• [Dataset extract]:
= Beginning of Section =

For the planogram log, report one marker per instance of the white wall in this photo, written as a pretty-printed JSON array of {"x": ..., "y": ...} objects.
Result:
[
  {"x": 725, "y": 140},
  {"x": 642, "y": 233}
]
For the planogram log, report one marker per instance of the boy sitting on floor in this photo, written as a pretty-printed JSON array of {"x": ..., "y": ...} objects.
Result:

= End of Section =
= Beginning of Section =

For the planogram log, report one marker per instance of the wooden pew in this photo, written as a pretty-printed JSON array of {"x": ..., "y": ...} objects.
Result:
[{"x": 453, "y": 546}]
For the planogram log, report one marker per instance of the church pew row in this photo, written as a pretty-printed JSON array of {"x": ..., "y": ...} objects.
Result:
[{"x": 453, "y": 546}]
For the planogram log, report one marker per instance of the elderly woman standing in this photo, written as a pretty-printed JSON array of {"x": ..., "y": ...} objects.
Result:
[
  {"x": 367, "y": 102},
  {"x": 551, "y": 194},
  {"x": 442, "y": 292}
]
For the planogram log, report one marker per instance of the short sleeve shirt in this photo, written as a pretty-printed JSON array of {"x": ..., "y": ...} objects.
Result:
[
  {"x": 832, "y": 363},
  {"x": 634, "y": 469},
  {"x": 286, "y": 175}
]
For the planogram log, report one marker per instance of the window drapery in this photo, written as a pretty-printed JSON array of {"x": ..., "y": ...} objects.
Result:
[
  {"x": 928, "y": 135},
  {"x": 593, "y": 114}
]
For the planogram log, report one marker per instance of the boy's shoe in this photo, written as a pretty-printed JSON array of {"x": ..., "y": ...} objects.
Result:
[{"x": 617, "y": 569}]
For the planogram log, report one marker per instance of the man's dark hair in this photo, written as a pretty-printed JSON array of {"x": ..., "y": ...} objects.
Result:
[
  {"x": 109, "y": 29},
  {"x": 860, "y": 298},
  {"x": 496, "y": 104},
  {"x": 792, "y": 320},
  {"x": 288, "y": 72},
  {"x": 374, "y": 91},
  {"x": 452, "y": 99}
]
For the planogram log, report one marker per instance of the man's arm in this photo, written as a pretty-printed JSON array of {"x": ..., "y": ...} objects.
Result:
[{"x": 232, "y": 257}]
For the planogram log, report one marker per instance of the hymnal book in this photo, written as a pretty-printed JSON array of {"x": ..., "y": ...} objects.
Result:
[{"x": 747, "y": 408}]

= End of Section =

• [Activity]: Scan the material for the string "JSON". Copy each line where it appears.

• [Solution below]:
For the planogram log, report one marker per instance of the white wall in this photo, written as a pretty-printed JSON array of {"x": ..., "y": ...} objects.
For the planogram log, report one marker per instance of the boy sitting on floor in this photo, written as a pretty-printed JSON array of {"x": ..., "y": ...} objects.
For the planogram log, report one marker per instance of the wooden pew in this photo, written as a pretty-printed JSON array of {"x": ..., "y": ...} objects.
For the planogram log, report one marker per instance of the church pew row in this photo, written as a pretty-printed JSON array of {"x": ..., "y": ...} objects.
For the planogram log, report one marker per instance of the elderly woman standing in this photo, written as a pretty-printed JSON array of {"x": ..., "y": ...} objects.
For the planogram log, report one marker per instance of the short sleeve shirt in this photo, written as a pretty-printed JSON array of {"x": ..., "y": ...} objects.
For the planogram log, report one marker per instance of the window drapery in this photo, written as a pretty-printed JSON array of {"x": ..., "y": ...} objects.
For the planogram log, report one marker per instance of the boy's shoe in this photo, written as a pretty-printed JSON array of {"x": ..., "y": ...} objects.
For the planogram log, report one marker per instance of the man's dark hair in this photo, written as a pretty-printed JSON array of {"x": ..., "y": ...} objects.
For the planogram log, report one marker per instance of the man's arm in this photo, written as a pretty-printed JSON array of {"x": ..., "y": ...} objects.
For the planogram log, report one marker per instance of the hymnal book in this photo, written as a pretty-printed JSON array of {"x": ..., "y": ...} objects.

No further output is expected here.